→ **原文**
※ ※ ※
一、准备
前一篇点击打开链接只部署了一个单机集群。在这一篇里,手动部署一个多机集群:mycluster。我们有三台机器nod1,node2和node3;其中node1可以免密ssh/scp任意其他两台机器。我们的所有工作都在node1上完成。
准备工作包括在各个机器上安装ceph rpm包(见前一篇第1节点击打开链接),并在各个机器上修改下列文件:
/usr/lib/systemd/system/[email protected]
/usr/lib/systemd/system/[email protected]
/usr/lib/systemd/system/[email protected]
/usr/lib/systemd/system/[email protected]
/usr/lib/systemd/system/[email protected]
修改:
Environment=CLUSTER=ceph <--- 改成CLUSTER=mycluster
ExecStart=/usr/bin/... --id %i --setuser ceph --setgroup ceph <--- 删掉--setuser ceph --setgroup ceph
二、创建工作目录
在node1创建一个工作目录,后续所有工作都在node1上的这个工作目录中完成;
mkdir /tmp/mk-ceph-cluster
cd /tmp/mk-ceph-cluster
三、创建配置文件
vim mycluster.conf
[global]
cluster = mycluster
fsid = 116d4de8-fd14-491f-811f-c1bdd8fac141
public network = 192.168.100.0/24
cluster network = 192.168.73.0/24
auth cluster required = cephx
auth service required = cephx
auth client required = cephx
osd pool default size = 3
osd pool default min size = 2
osd pool default pg num = 128
osd pool default pgp num = 128
osd pool default crush rule = 0
osd crush chooseleaf type = 1
admin socket = /var/run/ceph/$cluster-$name.asock
pid file = /var/run/ceph/$cluster-$name.pid
log file = /var/log/ceph/$cluster-$name.log
log to syslog = false
max open files = 131072
ms bind ipv6 = false
[mon]
mon initial members = node1,node2,node3
mon host = 192.168.100.131:6789,192.168.100.132:6789,192.168.100.133:6789
;Yuanguo: the default value of {mon data} is /var/lib/ceph/mon/$cluster-$id,
; we overwrite it.
※ ※ ※
→ **任务要求**
[1] 根据上文的 Ceph 集群部署说明回答:
(a) 本篇手动部署的多机集群叫什么名字?
(b) 在 node1 上创建的工作目录路径是什么?
(c) 配置文件中 public network 的取值是什么?
[2] 请从上文 Ceph 集群部署说明的最后一句之后续写。
※ ※ ※
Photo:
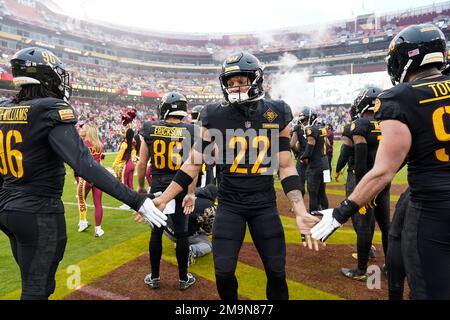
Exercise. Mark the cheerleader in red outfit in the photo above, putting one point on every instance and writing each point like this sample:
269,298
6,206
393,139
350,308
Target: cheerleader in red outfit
94,144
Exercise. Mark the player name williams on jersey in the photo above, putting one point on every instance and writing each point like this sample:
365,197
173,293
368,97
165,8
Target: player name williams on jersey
28,165
169,145
247,181
424,106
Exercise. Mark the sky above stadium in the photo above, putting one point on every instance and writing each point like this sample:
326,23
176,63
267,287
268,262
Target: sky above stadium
212,16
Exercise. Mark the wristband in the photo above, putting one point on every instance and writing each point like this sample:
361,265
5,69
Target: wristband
346,209
284,144
183,179
291,183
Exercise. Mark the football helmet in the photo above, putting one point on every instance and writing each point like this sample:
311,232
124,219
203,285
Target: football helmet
353,112
414,47
446,69
242,64
365,101
41,67
173,104
195,114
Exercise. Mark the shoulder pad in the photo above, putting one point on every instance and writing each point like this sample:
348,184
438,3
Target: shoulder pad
58,111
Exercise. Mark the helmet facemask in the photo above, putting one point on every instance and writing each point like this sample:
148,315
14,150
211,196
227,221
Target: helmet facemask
254,92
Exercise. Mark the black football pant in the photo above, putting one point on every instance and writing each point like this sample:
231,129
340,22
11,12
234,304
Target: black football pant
350,185
366,227
268,236
180,230
394,258
316,189
426,249
38,241
301,170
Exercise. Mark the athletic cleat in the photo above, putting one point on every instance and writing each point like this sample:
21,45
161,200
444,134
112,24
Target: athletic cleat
98,232
189,282
354,274
384,268
152,283
83,225
191,257
372,255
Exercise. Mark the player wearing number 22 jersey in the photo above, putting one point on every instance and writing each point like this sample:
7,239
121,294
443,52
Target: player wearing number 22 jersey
247,134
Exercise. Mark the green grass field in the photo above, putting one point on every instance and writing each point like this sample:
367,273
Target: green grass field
125,240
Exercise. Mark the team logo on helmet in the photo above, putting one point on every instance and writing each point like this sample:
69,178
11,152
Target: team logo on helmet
377,105
270,115
234,58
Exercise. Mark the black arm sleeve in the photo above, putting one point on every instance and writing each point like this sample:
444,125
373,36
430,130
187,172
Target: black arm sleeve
360,161
308,151
346,151
66,142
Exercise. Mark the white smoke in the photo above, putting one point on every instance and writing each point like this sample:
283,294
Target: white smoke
292,85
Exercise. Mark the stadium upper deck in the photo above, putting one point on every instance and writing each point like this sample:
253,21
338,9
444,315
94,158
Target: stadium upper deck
41,23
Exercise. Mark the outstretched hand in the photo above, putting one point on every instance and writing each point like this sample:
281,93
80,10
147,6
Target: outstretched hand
305,222
188,203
※ ※ ※
→ **各题答案**
[1]
(a) mycluster
(b) /tmp/mk-ceph-cluster
(c) 192.168.100.0/24

[2]
mon data = /var/lib/ceph/mon/$cluster-$name
mon clock drift allowed = 10
mon clock drift warn backoff = 30
mon osd full ratio = .95
mon osd nearfull ratio = .85
mon osd down out interval = 600
mon osd report timeout = 300
debug ms = 20
debug mon = 20
debug paxos = 20
debug auth = 20
[mon.node1]
host = node1
mon addr = 192.168.100.131:6789
[mon.node2]
host = node2
mon addr = 192.168.100.132:6789
[mon.node3]
host = node3
mon addr = 192.168.100.133:6789
[mgr]
;Yuanguo: the default value of {mgr data} is /var/lib/ceph/mgr/$cluster-$id,
; we overwrite it.
mgr data = /var/lib/ceph/mgr/$cluster-$name
[osd]
;Yuanguo: we wish to overwrite {osd data}, but it seems that 'ceph-disk' forces
; to use the default value, so keep the default now; maybe in later versions
; of ceph the limitation will be eliminated.
osd data = /var/lib/ceph/osd/$cluster-$id
osd recovery max active = 3
osd max backfills = 5
osd max scrubs = 2
osd mkfs type = xfs
osd mkfs options xfs = -f -i size=1024
osd mount options xfs = rw,noatime,inode64,logbsize=256k,delaylog
filestore max sync interval = 5
osd op threads = 2
debug ms = 100
debug osd = 100
需要说明的是,在这个配置文件中,我们覆盖了一些默认值,比如:{mon data}和{mgr data},但是没有覆盖{osd data},因为ceph-disk貌似强制使用默认值。另外,pid, sock文件被放置在/var/run/ceph/中,以$cluster-$name命名;log文件放置在/var/log/ceph/中,也是以$cluster-$name命名。这些都可以覆盖。
四、生成keyring
在单机部署中点击打开链接,我们说过,有两种操作集群中user及其权限的方式,这里我们使用第一种:先生成keyring文件,然后在创建集群时带入使之生效。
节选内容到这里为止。